- **Problem**:
A verbatim copy of the entries is the required answer.

- **Exercise materials**:

((

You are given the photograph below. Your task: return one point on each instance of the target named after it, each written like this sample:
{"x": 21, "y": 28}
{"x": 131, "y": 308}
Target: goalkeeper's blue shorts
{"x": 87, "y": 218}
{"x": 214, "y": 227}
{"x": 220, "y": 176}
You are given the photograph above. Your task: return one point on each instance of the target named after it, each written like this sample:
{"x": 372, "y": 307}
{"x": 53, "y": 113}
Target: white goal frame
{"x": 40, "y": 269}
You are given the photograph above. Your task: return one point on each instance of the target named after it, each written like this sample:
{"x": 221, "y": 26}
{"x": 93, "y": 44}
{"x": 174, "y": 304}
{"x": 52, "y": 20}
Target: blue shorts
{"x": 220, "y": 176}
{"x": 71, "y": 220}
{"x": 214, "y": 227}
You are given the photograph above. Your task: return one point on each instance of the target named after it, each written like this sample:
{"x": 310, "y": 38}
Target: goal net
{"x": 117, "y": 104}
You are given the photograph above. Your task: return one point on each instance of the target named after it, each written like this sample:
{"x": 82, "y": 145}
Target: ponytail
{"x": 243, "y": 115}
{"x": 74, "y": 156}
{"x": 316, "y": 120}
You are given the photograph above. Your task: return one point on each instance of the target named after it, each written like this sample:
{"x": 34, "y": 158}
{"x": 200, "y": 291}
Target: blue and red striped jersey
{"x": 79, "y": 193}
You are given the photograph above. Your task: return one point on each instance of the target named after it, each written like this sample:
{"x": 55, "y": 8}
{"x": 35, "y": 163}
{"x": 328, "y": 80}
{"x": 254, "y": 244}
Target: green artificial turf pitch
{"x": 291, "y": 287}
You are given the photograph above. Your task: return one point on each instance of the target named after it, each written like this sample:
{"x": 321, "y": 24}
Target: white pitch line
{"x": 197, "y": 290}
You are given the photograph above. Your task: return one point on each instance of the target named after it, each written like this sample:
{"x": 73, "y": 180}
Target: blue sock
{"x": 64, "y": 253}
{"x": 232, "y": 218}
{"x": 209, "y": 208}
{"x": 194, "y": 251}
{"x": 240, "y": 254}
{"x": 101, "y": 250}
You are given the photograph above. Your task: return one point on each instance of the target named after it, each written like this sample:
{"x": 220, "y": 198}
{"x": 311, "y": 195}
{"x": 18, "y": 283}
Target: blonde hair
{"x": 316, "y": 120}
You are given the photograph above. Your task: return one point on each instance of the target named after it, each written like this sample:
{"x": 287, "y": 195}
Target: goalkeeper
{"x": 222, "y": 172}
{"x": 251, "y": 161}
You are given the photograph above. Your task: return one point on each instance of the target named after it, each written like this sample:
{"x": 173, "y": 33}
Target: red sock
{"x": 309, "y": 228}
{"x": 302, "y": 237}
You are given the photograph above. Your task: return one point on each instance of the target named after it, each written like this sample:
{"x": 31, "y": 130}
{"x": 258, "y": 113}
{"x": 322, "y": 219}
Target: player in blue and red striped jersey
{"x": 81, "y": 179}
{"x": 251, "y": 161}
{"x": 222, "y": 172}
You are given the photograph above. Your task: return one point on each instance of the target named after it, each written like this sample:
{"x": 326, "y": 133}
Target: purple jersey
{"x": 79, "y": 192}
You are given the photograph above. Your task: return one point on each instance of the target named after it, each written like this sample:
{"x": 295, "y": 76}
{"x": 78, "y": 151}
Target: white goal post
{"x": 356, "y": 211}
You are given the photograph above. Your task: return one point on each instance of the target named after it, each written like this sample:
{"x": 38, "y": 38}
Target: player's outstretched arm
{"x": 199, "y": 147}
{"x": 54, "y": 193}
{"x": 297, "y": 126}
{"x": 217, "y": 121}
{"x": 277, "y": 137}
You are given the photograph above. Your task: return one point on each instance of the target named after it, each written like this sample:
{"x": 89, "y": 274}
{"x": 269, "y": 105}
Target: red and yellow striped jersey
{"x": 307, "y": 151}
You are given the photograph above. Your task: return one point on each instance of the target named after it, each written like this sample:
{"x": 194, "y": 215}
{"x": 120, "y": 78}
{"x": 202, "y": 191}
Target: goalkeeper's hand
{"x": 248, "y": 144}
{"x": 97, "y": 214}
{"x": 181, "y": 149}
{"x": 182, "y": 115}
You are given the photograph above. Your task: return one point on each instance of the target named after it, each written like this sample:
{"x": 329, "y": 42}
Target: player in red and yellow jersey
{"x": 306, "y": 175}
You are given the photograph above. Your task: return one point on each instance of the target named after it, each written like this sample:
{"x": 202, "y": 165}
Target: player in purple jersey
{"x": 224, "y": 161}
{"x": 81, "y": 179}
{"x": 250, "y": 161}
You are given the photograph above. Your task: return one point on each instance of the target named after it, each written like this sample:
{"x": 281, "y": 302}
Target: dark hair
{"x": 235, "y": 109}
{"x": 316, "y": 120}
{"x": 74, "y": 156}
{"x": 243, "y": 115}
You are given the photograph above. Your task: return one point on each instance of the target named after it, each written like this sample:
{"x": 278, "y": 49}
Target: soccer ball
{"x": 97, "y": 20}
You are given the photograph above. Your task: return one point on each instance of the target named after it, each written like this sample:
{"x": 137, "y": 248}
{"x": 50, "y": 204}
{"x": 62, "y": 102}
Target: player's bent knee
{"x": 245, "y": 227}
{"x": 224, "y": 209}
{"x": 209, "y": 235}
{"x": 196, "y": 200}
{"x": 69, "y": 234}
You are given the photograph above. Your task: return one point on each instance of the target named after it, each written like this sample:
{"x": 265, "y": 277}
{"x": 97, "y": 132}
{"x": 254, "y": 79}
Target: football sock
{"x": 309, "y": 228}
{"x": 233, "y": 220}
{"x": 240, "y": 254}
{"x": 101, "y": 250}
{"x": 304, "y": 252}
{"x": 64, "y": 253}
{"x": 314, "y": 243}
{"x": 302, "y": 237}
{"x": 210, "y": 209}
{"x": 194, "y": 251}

))

- **The answer**:
You are given the photograph below. Your task: return one point on each instance of the target named after it, each written like this sample:
{"x": 21, "y": 28}
{"x": 131, "y": 308}
Target: goalkeeper's blue shorts
{"x": 87, "y": 218}
{"x": 214, "y": 227}
{"x": 220, "y": 176}
You are given the photograph above. Your task: return one point on each instance of the target named after it, each written like this sample:
{"x": 372, "y": 307}
{"x": 53, "y": 113}
Target: white goal frame
{"x": 40, "y": 269}
You are given the photograph above. Your task: return one point on each instance of the target named after it, each written like this sample:
{"x": 221, "y": 26}
{"x": 93, "y": 44}
{"x": 174, "y": 304}
{"x": 52, "y": 20}
Target: blue shorts
{"x": 220, "y": 176}
{"x": 71, "y": 220}
{"x": 214, "y": 227}
You are given the photograph above. Your task: return one point on each instance of the target named after it, each written like this sample:
{"x": 310, "y": 38}
Target: goal net
{"x": 117, "y": 104}
You are given the photograph above. Your task: return one point on each instance of the target named after it, each written like this sample:
{"x": 82, "y": 145}
Target: ponytail
{"x": 243, "y": 115}
{"x": 74, "y": 156}
{"x": 316, "y": 120}
You are given the photograph above. Your task: return one point on each instance of the target named after it, each written like this sample:
{"x": 34, "y": 158}
{"x": 200, "y": 291}
Target: blue and red striped jersey
{"x": 79, "y": 193}
You are given the photograph above. Your task: return one point on each instance of the target named after it, each written like this sample:
{"x": 55, "y": 8}
{"x": 35, "y": 163}
{"x": 328, "y": 80}
{"x": 254, "y": 244}
Target: green artificial turf pitch
{"x": 291, "y": 287}
You are given the photograph above. Your task: return one point on each instance of the target named after it, each written like this sample:
{"x": 321, "y": 24}
Target: white pitch line
{"x": 197, "y": 290}
You are given the photograph above. Your task: return one point on each instance of the target named after it, each written like this sample:
{"x": 73, "y": 180}
Target: blue sock
{"x": 64, "y": 253}
{"x": 232, "y": 218}
{"x": 209, "y": 208}
{"x": 194, "y": 251}
{"x": 240, "y": 254}
{"x": 101, "y": 250}
You are given the photograph above. Your task: return one point on each instance of the target named after it, each written like this sample:
{"x": 220, "y": 198}
{"x": 311, "y": 195}
{"x": 18, "y": 283}
Target: blonde hair
{"x": 316, "y": 120}
You are given the photograph above. Your task: return one point on each instance of the target named after it, each written like this sample:
{"x": 287, "y": 195}
Target: goalkeeper
{"x": 222, "y": 172}
{"x": 251, "y": 161}
You are given the photograph above. Your task: return one point on each instance of the target named after it, each written like this sample:
{"x": 173, "y": 33}
Target: red sock
{"x": 309, "y": 228}
{"x": 302, "y": 237}
You are given the photograph above. Your task: return one point on each instance of the target named after it, each written like this sample:
{"x": 31, "y": 130}
{"x": 258, "y": 113}
{"x": 322, "y": 219}
Target: player in blue and red striped jersey
{"x": 81, "y": 179}
{"x": 251, "y": 161}
{"x": 222, "y": 172}
You are given the photograph above. Your task: return one point on each instance of the target named after it, each written like this sample:
{"x": 326, "y": 133}
Target: purple jersey
{"x": 79, "y": 192}
You are given the photograph above. Your task: return one point on each instance of the target named after it, each written like this sample:
{"x": 295, "y": 76}
{"x": 78, "y": 151}
Target: white goal post
{"x": 356, "y": 211}
You are given the photograph above. Your task: return one point on each instance of the target named after it, each written like this sample:
{"x": 38, "y": 38}
Target: player's outstretched arm
{"x": 199, "y": 147}
{"x": 54, "y": 193}
{"x": 297, "y": 126}
{"x": 217, "y": 121}
{"x": 277, "y": 137}
You are given the photograph above. Your task: return one point on each instance of the target named after it, each written like this sample:
{"x": 89, "y": 274}
{"x": 269, "y": 105}
Target: red and yellow striped jersey
{"x": 307, "y": 151}
You are given the photograph above. Your task: return one point on each instance of the target named after it, each written like this sample:
{"x": 194, "y": 215}
{"x": 120, "y": 78}
{"x": 202, "y": 191}
Target: goalkeeper's hand
{"x": 248, "y": 144}
{"x": 97, "y": 214}
{"x": 181, "y": 149}
{"x": 182, "y": 115}
You are given the photograph above. Your task: return one point on each instance of the target named after it, each written like this sample:
{"x": 329, "y": 42}
Target: player in red and yellow jersey
{"x": 306, "y": 175}
You are given the photograph above. Your task: return one point on each instance of the target named after it, each written like this sample:
{"x": 202, "y": 165}
Target: player in purple jersey
{"x": 224, "y": 161}
{"x": 81, "y": 179}
{"x": 250, "y": 161}
You are given the photograph above. Your task: return one point on each instance of the target named after it, each written like this sample:
{"x": 281, "y": 302}
Target: dark hair
{"x": 235, "y": 109}
{"x": 316, "y": 120}
{"x": 74, "y": 156}
{"x": 243, "y": 115}
You are given the photograph above. Your task: return one point on each instance of the target named after it, each written like this sample:
{"x": 278, "y": 49}
Target: soccer ball
{"x": 97, "y": 20}
You are given the photograph above. Your task: return one point on each instance of the target named after it, each written like this sample:
{"x": 137, "y": 248}
{"x": 50, "y": 204}
{"x": 62, "y": 102}
Target: player's bent knee
{"x": 245, "y": 227}
{"x": 224, "y": 209}
{"x": 209, "y": 235}
{"x": 196, "y": 200}
{"x": 69, "y": 234}
You are given the photograph above. Your task: return one point on each instance of the target named after it, each written like this sample:
{"x": 265, "y": 277}
{"x": 97, "y": 132}
{"x": 254, "y": 79}
Target: football sock
{"x": 309, "y": 228}
{"x": 233, "y": 220}
{"x": 240, "y": 254}
{"x": 101, "y": 250}
{"x": 304, "y": 252}
{"x": 64, "y": 253}
{"x": 314, "y": 243}
{"x": 302, "y": 237}
{"x": 210, "y": 209}
{"x": 194, "y": 251}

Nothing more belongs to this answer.